┌─ RECORDED DATA

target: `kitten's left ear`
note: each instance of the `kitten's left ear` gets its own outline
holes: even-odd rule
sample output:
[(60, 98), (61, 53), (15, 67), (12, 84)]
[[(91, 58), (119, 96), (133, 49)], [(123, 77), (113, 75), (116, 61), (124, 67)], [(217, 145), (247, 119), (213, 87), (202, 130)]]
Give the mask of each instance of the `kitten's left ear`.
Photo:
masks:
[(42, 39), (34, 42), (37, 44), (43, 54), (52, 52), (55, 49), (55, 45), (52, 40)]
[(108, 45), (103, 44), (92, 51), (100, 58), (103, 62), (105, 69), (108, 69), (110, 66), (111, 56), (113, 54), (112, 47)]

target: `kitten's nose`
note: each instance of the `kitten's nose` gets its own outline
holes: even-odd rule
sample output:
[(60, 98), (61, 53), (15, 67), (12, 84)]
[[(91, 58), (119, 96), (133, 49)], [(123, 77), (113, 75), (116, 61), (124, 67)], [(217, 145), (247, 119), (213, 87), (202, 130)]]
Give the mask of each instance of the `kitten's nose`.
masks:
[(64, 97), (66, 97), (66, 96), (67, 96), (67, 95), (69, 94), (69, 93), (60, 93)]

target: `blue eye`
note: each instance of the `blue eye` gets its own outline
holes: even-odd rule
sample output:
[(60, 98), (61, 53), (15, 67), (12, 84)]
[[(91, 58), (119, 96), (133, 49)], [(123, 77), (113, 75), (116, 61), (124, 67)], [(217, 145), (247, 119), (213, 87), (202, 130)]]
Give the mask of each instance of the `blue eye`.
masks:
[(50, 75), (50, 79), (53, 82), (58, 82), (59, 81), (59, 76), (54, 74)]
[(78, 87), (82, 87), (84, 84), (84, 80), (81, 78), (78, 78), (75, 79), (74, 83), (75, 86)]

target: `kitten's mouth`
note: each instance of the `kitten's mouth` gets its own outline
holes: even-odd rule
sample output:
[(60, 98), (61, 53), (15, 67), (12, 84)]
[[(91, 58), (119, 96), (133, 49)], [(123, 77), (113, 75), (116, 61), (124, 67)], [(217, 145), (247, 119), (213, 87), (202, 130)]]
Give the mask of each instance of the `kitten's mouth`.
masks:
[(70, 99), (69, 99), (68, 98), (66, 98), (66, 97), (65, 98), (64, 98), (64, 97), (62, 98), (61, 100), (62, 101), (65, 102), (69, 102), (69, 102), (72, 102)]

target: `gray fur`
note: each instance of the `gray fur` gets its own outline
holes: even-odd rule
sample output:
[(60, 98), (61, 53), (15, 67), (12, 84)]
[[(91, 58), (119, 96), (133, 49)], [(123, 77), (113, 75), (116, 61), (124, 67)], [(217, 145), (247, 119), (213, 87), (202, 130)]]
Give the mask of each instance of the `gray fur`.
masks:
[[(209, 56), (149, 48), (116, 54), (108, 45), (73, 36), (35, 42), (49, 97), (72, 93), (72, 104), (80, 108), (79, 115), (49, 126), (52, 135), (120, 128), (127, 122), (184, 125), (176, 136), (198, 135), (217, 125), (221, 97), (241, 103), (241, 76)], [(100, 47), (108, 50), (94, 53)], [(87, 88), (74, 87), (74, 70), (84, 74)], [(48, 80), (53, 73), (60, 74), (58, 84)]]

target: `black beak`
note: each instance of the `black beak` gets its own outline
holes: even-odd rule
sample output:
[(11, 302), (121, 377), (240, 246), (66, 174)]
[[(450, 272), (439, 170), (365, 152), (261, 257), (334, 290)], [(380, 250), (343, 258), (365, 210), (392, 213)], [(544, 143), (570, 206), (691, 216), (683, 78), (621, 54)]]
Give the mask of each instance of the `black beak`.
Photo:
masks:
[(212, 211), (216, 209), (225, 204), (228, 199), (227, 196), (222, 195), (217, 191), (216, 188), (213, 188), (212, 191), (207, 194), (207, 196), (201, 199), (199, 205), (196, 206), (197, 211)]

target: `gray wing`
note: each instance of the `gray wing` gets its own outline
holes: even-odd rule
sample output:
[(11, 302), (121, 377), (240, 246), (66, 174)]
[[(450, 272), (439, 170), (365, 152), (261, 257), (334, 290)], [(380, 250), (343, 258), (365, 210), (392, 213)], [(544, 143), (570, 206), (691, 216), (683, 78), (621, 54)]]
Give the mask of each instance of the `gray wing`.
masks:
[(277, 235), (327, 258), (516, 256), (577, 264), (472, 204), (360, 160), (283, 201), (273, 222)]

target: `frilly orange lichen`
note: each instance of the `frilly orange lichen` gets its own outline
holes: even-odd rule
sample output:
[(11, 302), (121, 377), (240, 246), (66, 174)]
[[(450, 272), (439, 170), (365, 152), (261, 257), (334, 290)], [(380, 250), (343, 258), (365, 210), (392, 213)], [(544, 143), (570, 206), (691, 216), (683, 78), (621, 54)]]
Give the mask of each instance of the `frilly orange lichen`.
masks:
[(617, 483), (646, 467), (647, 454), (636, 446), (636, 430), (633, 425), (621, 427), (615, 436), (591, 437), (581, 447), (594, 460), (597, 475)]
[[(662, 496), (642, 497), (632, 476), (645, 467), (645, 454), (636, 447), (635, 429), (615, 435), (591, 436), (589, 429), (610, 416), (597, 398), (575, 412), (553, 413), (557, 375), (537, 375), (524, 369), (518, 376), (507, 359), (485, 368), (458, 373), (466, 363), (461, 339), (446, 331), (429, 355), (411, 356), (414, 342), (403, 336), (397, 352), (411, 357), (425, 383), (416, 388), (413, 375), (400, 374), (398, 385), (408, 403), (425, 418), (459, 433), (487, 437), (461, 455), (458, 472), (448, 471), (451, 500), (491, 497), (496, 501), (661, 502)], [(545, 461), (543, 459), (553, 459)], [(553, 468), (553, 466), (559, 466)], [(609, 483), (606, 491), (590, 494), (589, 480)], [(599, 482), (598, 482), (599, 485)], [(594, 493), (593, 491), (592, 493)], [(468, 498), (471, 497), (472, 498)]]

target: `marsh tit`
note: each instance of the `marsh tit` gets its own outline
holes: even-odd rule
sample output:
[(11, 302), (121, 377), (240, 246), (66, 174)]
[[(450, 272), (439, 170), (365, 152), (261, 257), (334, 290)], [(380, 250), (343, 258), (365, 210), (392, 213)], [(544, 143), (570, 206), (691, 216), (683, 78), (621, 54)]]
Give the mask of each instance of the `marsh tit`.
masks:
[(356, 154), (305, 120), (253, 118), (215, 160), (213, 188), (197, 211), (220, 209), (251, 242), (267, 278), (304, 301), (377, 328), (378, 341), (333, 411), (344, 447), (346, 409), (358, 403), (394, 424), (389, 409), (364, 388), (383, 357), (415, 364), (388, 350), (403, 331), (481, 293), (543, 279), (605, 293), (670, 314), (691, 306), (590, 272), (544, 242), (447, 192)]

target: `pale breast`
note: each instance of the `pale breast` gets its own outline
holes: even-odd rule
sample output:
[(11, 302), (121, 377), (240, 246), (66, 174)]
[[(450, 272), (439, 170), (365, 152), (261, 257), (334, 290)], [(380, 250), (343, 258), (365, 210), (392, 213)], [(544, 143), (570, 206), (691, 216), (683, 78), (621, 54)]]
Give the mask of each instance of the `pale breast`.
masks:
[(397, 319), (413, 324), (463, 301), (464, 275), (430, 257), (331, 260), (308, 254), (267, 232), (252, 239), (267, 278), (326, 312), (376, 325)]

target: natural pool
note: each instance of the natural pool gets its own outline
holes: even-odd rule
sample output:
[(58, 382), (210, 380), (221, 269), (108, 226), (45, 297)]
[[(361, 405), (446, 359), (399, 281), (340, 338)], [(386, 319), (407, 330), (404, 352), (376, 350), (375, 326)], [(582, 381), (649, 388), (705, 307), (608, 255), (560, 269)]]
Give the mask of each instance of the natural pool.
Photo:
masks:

└─
┌─ RECORDED DATA

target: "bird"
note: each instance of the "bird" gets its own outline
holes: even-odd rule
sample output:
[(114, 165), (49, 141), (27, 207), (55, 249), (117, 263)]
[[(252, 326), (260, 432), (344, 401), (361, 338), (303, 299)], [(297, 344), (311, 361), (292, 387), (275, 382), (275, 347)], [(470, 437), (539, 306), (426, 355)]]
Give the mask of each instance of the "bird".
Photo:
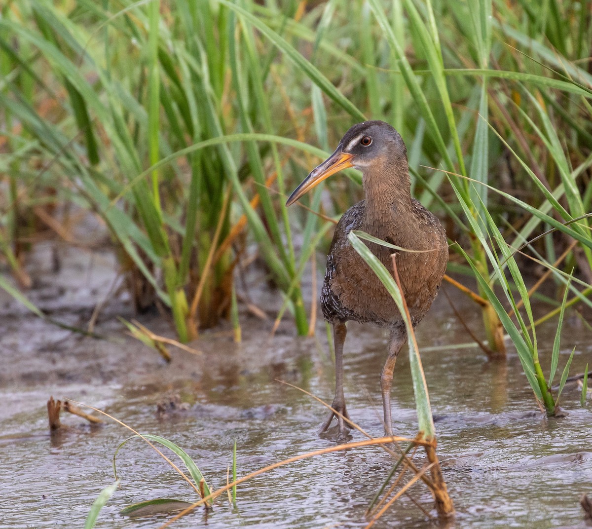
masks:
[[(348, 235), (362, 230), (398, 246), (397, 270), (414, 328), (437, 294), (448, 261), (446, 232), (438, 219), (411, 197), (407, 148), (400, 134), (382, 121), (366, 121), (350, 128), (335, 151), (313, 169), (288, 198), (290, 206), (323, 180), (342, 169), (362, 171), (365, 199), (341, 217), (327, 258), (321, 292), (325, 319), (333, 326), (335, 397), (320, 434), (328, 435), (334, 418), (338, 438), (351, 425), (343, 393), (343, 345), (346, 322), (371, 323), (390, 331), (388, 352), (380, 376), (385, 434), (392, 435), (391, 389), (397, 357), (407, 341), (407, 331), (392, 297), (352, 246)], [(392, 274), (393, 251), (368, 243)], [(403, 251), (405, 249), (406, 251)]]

└─

_THE PROBLEM:_ Show every line of the entries above that contains the string "pale".

_OUTPUT FOR THIS EXERCISE:_
target: `pale breast`
note: each instance of the `pale breast` gets its own outline
Give the mask of each instance of the `pale breast`.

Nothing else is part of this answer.